What the task asks: Render every line of the records below as a numbered list, omitting any blank lines. Leave the pictures out of the list.

Dataset content:
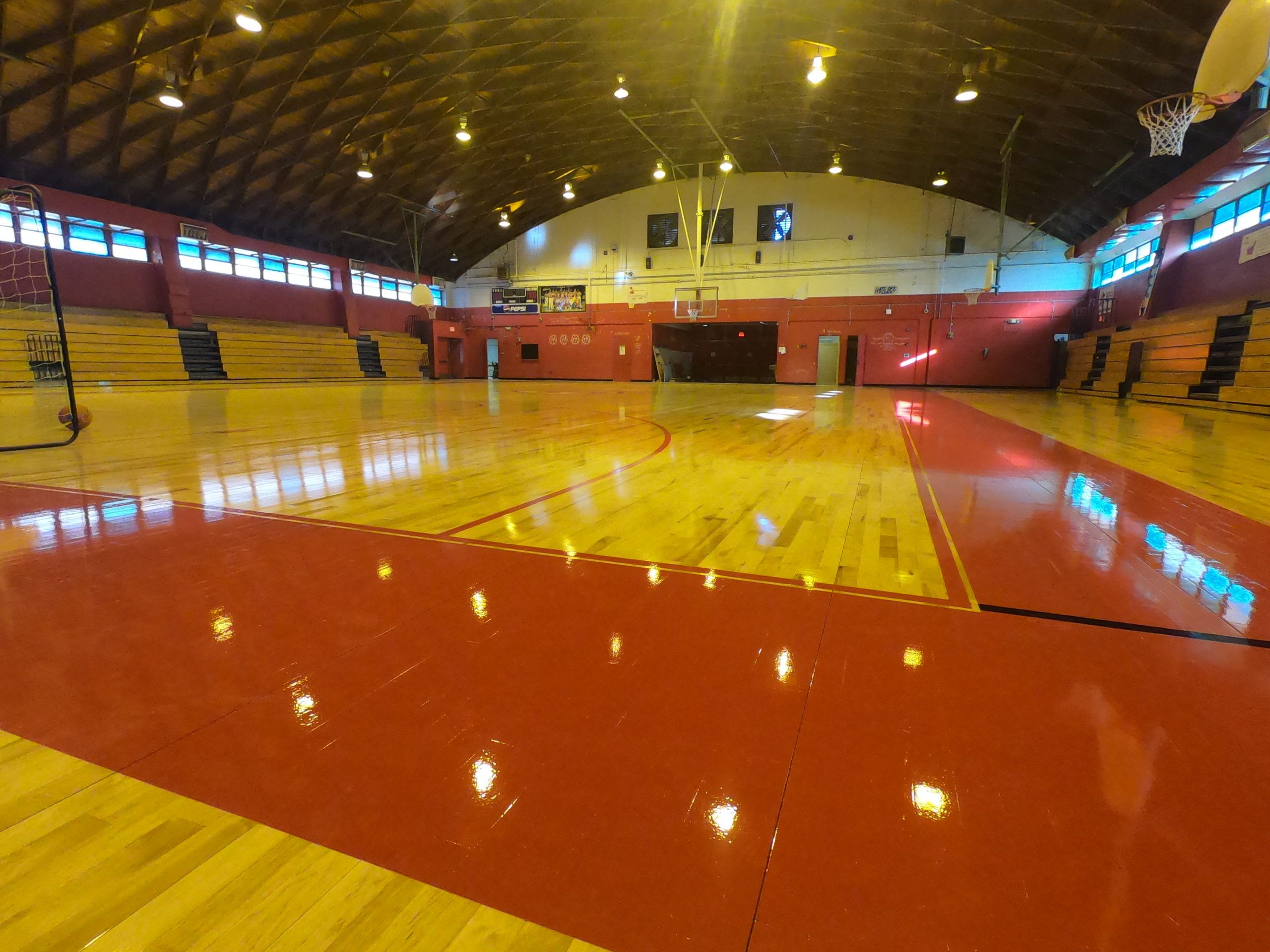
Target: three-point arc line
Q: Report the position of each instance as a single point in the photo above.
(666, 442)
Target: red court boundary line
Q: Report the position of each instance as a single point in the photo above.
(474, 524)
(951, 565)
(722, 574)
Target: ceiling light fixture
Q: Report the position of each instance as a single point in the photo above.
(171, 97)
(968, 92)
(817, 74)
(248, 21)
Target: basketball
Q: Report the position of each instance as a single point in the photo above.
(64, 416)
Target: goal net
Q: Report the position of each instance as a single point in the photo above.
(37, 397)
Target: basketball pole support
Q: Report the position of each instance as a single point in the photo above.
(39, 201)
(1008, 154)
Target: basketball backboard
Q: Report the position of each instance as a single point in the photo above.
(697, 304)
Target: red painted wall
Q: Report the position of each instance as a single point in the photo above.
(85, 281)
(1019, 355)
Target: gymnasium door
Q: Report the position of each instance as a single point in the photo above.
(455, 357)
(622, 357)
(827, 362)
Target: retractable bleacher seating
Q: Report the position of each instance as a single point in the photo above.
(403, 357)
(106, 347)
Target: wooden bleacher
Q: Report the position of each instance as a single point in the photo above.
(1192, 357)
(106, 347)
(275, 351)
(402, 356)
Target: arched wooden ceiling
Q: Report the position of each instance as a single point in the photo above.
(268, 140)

Task answer:
1. Target: three-point arc line
2. Q: Report the position of each instance as a single point in the photo above.
3. (666, 442)
4. Target: red court boundary line
5. Q: Report the position of each instance as a single point in the photo above.
6. (474, 524)
7. (951, 565)
8. (722, 574)
9. Target: ceiling light fixture
10. Q: Report the position of each instance as a single point in the photo above.
11. (171, 97)
12. (968, 92)
13. (817, 74)
14. (248, 21)
15. Target: basketball
16. Q: Report the position of each instance as a single point in the photo above.
17. (64, 416)
18. Target: goal net
19. Q: Report the position of each instance as a single point in the photo above.
20. (37, 397)
21. Target: basketball pole support
22. Q: Report the position of each instance as a single point in the photo above.
23. (39, 201)
24. (1008, 154)
25. Target: basketball backboard
26. Q: Report the position of each instance as a single point in the photo above.
27. (697, 304)
28. Target: red painted wall
29. Q: Report the position of each instance as a single point in the photo above.
30. (85, 281)
31. (1019, 355)
32. Target: gymnasium door
33. Q: Report the position of each instance as a single point in the photo above.
34. (455, 357)
35. (622, 357)
36. (827, 362)
37. Target: retractable bleacher seating
38. Q: Report the position of each instance as a single point in the photo above.
39. (403, 357)
40. (106, 347)
41. Target: wooden bleacher
42. Q: Report the position of each instance as a single point in the photo above.
43. (1192, 357)
44. (106, 347)
45. (275, 351)
46. (402, 356)
47. Target: arched wooden ceiling
48. Q: Report the position of each instance as a single point in the photo above.
49. (268, 140)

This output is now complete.